→ PROMPT: Copy word for word the lines from the start of the records through the line that contains "Format: [115,371]", both included.

→ RECORDS SHOWN:
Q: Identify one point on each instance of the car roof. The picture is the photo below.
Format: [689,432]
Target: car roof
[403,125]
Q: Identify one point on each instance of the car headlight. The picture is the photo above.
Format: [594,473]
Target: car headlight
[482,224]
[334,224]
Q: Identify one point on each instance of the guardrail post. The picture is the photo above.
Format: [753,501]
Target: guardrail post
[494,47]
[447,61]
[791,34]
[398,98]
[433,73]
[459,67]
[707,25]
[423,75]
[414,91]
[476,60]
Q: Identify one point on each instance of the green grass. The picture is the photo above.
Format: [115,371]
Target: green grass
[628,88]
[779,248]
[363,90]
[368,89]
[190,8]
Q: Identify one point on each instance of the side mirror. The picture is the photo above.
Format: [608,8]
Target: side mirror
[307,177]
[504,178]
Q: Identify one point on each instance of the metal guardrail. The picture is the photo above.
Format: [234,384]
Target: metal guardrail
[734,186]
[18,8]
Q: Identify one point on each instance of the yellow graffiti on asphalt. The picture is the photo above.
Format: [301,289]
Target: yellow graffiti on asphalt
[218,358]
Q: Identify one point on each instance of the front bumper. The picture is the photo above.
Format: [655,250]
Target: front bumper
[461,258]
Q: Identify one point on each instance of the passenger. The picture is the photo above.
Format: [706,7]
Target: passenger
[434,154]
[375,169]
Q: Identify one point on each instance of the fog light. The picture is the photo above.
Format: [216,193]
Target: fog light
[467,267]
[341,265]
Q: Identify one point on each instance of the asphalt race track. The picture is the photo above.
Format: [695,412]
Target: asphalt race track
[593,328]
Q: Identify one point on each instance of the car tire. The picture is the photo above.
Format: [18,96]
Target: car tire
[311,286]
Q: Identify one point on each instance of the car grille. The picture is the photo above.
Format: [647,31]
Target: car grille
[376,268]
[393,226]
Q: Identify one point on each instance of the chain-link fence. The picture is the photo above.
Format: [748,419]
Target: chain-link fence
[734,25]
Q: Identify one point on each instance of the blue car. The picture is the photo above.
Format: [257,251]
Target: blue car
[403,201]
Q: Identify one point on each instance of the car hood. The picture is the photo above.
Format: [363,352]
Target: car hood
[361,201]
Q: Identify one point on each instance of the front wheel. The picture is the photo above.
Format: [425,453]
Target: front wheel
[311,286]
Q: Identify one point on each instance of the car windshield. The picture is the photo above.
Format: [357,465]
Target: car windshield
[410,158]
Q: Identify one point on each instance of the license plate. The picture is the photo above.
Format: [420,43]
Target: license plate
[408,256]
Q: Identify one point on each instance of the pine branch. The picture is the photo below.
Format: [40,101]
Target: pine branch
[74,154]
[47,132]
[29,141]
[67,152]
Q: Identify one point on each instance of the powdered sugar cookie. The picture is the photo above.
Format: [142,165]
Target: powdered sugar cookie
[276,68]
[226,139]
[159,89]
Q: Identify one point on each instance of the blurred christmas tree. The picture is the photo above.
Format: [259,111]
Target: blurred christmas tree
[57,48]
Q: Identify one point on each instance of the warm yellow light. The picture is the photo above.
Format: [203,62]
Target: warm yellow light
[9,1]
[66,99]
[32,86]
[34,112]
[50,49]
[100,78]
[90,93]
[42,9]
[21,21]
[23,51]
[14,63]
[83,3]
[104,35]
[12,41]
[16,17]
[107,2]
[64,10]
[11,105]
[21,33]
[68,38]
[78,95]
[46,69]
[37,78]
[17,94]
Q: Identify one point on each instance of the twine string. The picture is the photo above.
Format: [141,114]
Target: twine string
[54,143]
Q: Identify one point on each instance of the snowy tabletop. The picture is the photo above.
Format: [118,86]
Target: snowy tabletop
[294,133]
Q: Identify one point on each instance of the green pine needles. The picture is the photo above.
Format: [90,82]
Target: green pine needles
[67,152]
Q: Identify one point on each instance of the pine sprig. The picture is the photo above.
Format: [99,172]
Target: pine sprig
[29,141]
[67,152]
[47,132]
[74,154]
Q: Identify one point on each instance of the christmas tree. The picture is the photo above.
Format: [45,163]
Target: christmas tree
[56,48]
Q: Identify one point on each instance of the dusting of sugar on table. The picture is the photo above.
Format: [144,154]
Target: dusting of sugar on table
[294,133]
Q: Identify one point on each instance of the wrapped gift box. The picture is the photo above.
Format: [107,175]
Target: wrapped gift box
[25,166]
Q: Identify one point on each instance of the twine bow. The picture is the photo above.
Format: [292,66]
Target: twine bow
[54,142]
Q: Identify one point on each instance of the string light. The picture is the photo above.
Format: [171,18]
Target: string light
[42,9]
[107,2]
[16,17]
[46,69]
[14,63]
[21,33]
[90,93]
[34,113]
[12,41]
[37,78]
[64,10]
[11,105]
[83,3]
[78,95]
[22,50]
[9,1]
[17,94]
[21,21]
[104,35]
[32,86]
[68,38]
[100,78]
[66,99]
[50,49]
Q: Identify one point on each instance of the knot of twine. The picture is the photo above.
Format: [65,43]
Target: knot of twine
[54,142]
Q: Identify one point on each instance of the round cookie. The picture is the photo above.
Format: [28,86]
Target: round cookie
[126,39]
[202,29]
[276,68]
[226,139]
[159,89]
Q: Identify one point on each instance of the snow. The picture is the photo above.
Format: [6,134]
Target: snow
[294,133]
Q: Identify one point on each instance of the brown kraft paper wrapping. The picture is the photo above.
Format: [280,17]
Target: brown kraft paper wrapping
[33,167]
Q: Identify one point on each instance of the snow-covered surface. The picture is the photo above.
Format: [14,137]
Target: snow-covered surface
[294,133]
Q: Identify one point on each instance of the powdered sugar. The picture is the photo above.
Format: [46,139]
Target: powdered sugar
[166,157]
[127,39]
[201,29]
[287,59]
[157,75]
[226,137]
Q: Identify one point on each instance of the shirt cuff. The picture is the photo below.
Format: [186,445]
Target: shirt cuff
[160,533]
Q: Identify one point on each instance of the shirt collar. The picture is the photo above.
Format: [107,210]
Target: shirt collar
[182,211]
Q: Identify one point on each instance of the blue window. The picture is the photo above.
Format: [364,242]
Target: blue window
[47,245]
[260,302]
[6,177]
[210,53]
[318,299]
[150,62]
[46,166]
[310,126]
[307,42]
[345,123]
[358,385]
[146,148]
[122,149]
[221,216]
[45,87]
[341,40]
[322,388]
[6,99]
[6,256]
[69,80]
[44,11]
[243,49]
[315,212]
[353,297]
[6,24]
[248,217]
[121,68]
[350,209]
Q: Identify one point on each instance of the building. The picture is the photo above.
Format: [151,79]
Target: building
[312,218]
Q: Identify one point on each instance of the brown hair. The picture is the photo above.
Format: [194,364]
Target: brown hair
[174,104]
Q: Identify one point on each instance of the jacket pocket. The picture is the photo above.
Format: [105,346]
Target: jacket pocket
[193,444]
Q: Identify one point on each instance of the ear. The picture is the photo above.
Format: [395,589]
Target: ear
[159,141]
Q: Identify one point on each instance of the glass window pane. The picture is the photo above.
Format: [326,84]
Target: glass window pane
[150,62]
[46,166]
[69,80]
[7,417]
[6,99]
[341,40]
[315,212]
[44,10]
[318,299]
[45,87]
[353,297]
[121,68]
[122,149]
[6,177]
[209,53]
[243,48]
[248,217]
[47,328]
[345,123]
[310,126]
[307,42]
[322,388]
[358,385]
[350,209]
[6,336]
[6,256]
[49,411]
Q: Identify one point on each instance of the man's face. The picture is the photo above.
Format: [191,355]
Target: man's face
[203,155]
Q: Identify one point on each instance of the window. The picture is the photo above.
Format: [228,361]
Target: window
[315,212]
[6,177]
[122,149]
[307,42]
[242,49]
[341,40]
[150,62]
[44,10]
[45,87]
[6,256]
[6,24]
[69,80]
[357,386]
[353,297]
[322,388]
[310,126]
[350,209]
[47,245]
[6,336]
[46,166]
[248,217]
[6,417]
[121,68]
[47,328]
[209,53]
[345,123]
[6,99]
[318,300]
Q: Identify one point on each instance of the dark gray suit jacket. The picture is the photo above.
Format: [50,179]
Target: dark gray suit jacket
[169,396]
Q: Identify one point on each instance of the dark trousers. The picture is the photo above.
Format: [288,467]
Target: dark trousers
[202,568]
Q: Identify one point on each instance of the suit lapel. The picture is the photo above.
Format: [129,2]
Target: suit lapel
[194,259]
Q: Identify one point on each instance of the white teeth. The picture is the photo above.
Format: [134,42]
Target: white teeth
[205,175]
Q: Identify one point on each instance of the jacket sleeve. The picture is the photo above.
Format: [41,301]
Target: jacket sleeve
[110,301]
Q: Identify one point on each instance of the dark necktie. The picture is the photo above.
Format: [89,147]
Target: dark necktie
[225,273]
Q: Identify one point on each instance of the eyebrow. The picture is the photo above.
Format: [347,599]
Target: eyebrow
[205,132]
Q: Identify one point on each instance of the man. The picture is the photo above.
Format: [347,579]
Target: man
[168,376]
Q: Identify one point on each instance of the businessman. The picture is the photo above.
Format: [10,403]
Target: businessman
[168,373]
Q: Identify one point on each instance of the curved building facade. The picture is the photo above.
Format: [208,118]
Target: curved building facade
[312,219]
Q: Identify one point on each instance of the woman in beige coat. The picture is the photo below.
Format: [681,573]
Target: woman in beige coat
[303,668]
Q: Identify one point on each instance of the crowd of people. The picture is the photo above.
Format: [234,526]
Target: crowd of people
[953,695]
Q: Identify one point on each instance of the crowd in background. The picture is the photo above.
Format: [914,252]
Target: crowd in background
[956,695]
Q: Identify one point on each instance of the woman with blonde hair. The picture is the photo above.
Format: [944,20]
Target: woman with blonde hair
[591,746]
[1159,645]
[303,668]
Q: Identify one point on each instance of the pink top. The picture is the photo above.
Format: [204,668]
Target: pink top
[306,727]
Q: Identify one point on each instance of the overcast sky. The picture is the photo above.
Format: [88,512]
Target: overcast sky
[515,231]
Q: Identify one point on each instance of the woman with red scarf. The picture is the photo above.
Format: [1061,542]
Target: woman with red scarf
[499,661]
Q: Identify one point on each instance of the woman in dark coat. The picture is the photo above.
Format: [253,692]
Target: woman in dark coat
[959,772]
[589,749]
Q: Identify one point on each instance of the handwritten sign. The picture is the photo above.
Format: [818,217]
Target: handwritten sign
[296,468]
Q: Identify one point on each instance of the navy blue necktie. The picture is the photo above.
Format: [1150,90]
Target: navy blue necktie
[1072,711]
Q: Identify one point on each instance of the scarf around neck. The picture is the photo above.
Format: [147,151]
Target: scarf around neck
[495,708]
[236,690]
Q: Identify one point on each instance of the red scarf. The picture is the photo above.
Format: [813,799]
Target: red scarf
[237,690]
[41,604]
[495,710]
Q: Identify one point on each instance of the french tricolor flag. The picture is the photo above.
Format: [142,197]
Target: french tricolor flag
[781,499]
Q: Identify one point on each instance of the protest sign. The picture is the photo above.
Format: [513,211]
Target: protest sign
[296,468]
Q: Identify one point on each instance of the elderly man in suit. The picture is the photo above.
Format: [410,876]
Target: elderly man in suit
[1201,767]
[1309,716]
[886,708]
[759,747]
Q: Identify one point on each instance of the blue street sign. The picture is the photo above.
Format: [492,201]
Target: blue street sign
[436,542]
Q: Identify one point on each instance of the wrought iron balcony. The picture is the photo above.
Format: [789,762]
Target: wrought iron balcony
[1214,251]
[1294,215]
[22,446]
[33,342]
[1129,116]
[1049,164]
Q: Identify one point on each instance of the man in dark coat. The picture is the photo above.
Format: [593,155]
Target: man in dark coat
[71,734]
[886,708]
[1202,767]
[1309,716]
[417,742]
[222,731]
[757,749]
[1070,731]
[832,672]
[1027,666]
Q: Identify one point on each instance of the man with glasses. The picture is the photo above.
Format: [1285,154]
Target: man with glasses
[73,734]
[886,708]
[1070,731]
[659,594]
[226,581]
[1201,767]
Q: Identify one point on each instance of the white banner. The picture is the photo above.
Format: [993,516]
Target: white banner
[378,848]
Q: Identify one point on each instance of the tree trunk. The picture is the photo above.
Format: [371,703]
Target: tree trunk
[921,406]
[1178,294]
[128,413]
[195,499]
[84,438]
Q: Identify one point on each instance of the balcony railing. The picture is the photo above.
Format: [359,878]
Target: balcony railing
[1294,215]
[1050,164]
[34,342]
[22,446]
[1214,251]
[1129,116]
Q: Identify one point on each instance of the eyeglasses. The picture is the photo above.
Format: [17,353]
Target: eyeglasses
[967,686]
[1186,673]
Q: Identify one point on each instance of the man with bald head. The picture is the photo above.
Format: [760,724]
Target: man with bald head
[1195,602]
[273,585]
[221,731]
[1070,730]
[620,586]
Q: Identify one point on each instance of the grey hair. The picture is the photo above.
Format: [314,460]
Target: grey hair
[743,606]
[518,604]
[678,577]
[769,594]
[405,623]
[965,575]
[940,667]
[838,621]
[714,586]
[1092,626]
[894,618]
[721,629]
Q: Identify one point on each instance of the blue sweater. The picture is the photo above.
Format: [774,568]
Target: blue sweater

→ EXERCISE ANSWER:
Q: Identify one point on each instance of the car roof. The picture is the photo below.
Format: [689,432]
Target: car roof
[403,125]
Q: Identify one point on each instance of the car headlight. The picture is the photo above.
Format: [594,473]
Target: car headlight
[482,224]
[334,224]
Q: Identify one point on each instance of the guardrail post. The picture is the photo above.
Format: [753,501]
Target: guardrail post
[494,47]
[447,61]
[791,34]
[398,98]
[433,73]
[459,67]
[707,25]
[423,75]
[414,91]
[476,60]
Q: Identify one point on each instance of the green grass. The picture is the photo above.
Format: [115,371]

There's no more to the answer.